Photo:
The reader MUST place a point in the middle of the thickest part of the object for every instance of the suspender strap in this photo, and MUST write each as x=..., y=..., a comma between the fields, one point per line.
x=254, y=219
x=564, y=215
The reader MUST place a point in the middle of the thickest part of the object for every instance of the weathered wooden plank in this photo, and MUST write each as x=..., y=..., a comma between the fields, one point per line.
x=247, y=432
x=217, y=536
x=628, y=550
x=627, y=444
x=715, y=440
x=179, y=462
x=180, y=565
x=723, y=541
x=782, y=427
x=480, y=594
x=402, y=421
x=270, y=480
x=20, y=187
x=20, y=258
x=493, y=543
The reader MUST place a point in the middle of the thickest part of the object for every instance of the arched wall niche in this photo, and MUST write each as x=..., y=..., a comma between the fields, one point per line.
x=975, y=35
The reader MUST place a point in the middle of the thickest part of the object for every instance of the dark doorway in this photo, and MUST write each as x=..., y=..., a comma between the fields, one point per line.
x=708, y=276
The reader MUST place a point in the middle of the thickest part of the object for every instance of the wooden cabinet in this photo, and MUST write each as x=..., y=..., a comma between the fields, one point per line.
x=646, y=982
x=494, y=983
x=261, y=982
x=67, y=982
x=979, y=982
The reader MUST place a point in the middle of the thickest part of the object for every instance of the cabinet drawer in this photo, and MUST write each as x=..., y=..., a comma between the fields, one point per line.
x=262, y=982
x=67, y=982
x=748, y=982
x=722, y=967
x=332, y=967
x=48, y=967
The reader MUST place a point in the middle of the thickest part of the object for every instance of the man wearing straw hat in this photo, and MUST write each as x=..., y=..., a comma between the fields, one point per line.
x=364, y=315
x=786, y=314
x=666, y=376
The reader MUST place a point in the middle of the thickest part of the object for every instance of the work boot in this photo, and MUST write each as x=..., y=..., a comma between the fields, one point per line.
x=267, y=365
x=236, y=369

## [Do this]
Set down each item above again, word for word and in the same order.

## [The solution]
Photo:
The reader MUST place a point in the middle of the thickest part of the object for every instance of the suspender strap in this photo, and MUST write each as x=..., y=..., a comma between the fields, one point per line.
x=254, y=219
x=564, y=215
The reader MUST place a point in the middle of the thickest part of the object for every instance of the weathered wooden plank in this photo, and MUST write each as x=..., y=..., a comma between the fields, one point per line.
x=247, y=432
x=217, y=536
x=628, y=550
x=627, y=444
x=715, y=440
x=179, y=462
x=180, y=565
x=723, y=541
x=782, y=427
x=480, y=594
x=402, y=421
x=270, y=480
x=20, y=187
x=20, y=258
x=493, y=543
The reader MUST place a point in the middle of the thickest part of the object for every instance of the arched wall niche in this photo, and MUST write each as x=..., y=..., a comma between the fields, one point per line.
x=975, y=35
The reader MUST place a point in the middle of the thickest part of the object for every instance of the dark doorway in this photo, and MUST write each as x=..., y=..., a comma between the fields, one point per line.
x=708, y=276
The reader MUST place a point in the middle of the thickest part of the object for every instance of the wooden cabinet in this photo, and MUST write each as x=..., y=..., a comma between the fields, one point per line.
x=646, y=982
x=494, y=983
x=261, y=982
x=67, y=982
x=979, y=982
The reader MUST place a point in the middle of the thickest part of the object for every instance of the cabinet drawer in this photo, and MUST write each as x=..., y=..., a comma between the fields, one point per line.
x=262, y=982
x=67, y=982
x=748, y=982
x=722, y=967
x=332, y=967
x=48, y=967
The reader MUST place a point in the middle of the thickest part of the object for every instance of the man wearing straw hat in this photo, and MUST write each as x=..., y=..., a comma between the fields, one point per line.
x=364, y=315
x=786, y=314
x=666, y=376
The reader MUST place a point in the middle of the thickest part of the object for every instance of the work boot in this photo, and MUST write each as x=..., y=..., a comma between the fields, one point per line.
x=267, y=365
x=236, y=369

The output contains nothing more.